▸ TAREFAS OBRIGATÓRIAS:
1 > Enumere todas as pessoas citadas pelo nome na reportagem sobre os senadores do Amazonas.
2 > Dê prosseguimento à reportagem sobre os senadores do Amazonas a partir do ponto em que ela termina.

▸ TEXTO DE ORIGEM:
---+---

Na visão de Omar, desde a Constituição de 1988, muita coisa mudou no cenário nacional e a demarcação das terras indígenas não significa que não se pode abrir para exploração das riquezas.
“Temos que regulamentar e temos que acabar com esse negócio desse fundamentalismo de que a Amazônia não pode ser explorada sustentavelmente. Você tem crédito de carbono, tem uma série de coisas que precisam acontecer, porque a população não pode sofrer e padecer por pessoas que não defendem os interesses nacionais. Se os interesses nacionais estivessem sendo defendidos nesse momento nós não éramos dependentes de fertilizantes, estaríamos extraindo mais petróleo”, concluiu.
Valério focará na ZFM e BR-319
O senador Plínio Valério, que passou a ser líder do PSDB no Senado, nesse sábado, também diz que o fato de Alcolumbre ser do Amapá, pode contribuir para furar a barreira da pauta ambiental, no sentido de defender a exploração de petróleo e das riquezas naturais dos Estados amazônicos.
Para o Amazonas, o tucano disse que o interesse será as questões que envolvem a Zona Franca de Manaus (ZFM) e o asfaltamento da BR-319. Ele prefere também tocar a pauta nacional, como a proposta que fixa mandato para ministros do Supremo Tribunal Federal (STF).

Depois de elogiar Alcolumbre, Valério não quis declarar voto no senador amapaense. “Mas vai ser a primeira vez que eu vou votar secreto, porque eu não vou revelar meu voto”.
Wilson Lima define pautas prioritárias
O governador Wilson Lima, que esteve nos últimos dias em Brasília participando das reuniões de seu partido, o União Brasil, também prestigiou a eleição da Mesa Diretora do Senado. Ele disse que há questões sensíveis ao Estado do Amazonas, como na área de infraestrutura, sobretudo a BR-319, os temas ambientais relacionadas à 30ª Conferência sobre Mudança do Clima (COP 30) e os demais projetos que regulamentam a Eeforma Tributária.
“A Reforma Tributária, as questões relacionadas à COP30, principalmente a questão da Lei do Crédito de Carbono, e de outras alterações que eventualmente precisarão ser feitas. Nós estamos vigilantes a todas as decisões que serão tomadas com relação à questão ambiental e o desenvolvimento sustentável”, disse o governador.
Levado ao plenário do Senado por Omar Aziz, Lima foi perguntado se essa aproximação seria sinal de aliança para as eleições de 2026, negou qualquer possibilidade de união e disse que a eleição ainda está longe.
“O senador Omar Aziz e o senador Braga pertencem a outro grupo político, não pertencem ao mesmo grupo político que eu. Tenho uma boa relação política, converso com o senador Omar, que é o presidente da bancada, mas meu alinhamento político é outro, todo mundo sabe disso”, enfatizou Lima, que se alinha ao ex-presidente Bolsonaro.

---+---

▸ SEGMENTO DE DADOS:
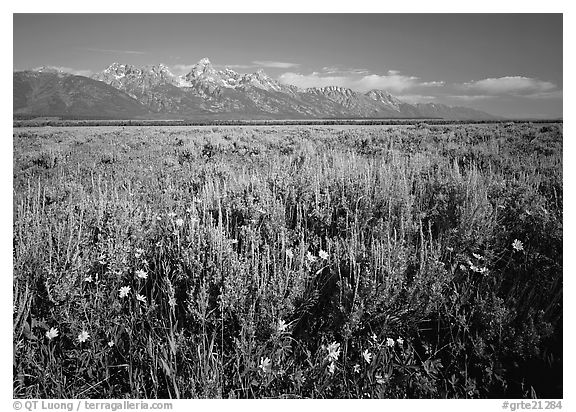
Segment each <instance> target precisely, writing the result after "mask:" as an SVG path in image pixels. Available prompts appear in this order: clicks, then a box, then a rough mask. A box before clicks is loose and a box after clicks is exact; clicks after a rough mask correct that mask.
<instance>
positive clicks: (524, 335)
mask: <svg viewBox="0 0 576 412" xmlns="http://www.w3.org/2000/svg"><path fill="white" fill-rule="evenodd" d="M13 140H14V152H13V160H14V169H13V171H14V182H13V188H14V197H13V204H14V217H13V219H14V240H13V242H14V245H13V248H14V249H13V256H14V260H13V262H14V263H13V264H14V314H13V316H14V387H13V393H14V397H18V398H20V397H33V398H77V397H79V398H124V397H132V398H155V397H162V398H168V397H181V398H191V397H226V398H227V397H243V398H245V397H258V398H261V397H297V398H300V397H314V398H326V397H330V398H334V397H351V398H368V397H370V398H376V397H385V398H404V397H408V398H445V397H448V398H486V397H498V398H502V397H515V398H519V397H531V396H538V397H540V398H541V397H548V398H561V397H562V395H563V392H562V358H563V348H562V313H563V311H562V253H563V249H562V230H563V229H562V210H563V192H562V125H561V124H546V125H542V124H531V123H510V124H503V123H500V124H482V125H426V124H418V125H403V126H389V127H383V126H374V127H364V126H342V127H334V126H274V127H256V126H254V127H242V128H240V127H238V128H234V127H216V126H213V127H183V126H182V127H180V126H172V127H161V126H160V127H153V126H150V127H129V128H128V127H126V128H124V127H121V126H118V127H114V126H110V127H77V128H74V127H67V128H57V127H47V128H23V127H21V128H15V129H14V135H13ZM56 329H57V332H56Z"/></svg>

---+---

▸ RESPOSTAS POR TAREFA:
1 > Omar Aziz, Alcolumbre, Plínio Valério, Wilson Lima, Braga, Bolsonaro

2 >
Wilson Lima também integra o time que acredita nas facilitações que podem surgir na gestão de Alcolumbre, pelo fato de ser um representante de um Estado amazônico, o Amapá.
“No momento em que se tem um diálogo com o presidente da Câmara, que é o Hugo Motta. No momento em que se tem um diálogo com o presidente do Senado, o Davi Alcolumbre, que inclusive é do meu partido União Brasil, é da Região Norte, é do Estado do Amapá, isso facilita muito esse entendimento e as decisões. Veja você o que foi a briga agora, na aprovação de mais uma etapa nessa questão da reforma tributária”, ressaltou.
Lima também destaca a votação da Lei dos Créditos de Carbono, que precisou de uma forte articulação para não aprovar dispositivos que prejudicassem os Estados da região. “Se não houvesse a intervenção dos governadores do consórcio da Amazônia, teríamos uma lei que seria muito danosa para os estados, inclusive para o Estado do Amazonas”, afirmou.
Sobre a BR-319, o governador disse aguardar um posicionamento do governo federal em relação ao cumprimento das condicionantes de cada ente federado, para que o pedido da licença de instalação possa ser enviado pelo Departamento Nacional de Infraestrutura e Transportes (Dnit) ao Instituto Brasileiro de Meio Ambiente e dos Recursos Naturais Renováveis (Ibama).
Em dezembro de 2024, o governador e os técnicos do Amazonas participaram de uma reunião interministerial, no Palácio do Planalto, para tratar das responsabilidades de cada um nesse processo de conseguir a licença para o asfaltamento do trecho do meio da rodovia.
“Nós estamos esperando o posicionamento do governo federal, esse é um momento muito mutuado de início de governo. As questões da economia acabam consumindo muito tempo de todo mundo, de todos os ministros. Eu estou na expectativa aqui de ser chamado para a gente entender qual a competência de cada ente, o que vai fazer o Estado, o que vão fazer as prefeituras”, informou Lima.
Amazônia praticamente ausente do discurso
Em seus dois discursos proferidos na tribuna do Senado, um antes da eleição e outro após a vitória, em nenhum trecho a Amazônia foi citada por Davi Alcolumbre.
A única vez em que a região foi mencionada pelo novo presidente foi durante um pronunciamento à imprensa, após se confirmar sua vitória, no qual defendeu as prerrogativas dos parlamentares de proporem emendas ao Orçamento, para viabilizar recursos aos seus Estados, principalmente os periféricos “que sempre foram esquecidos do centro de poder nacional”.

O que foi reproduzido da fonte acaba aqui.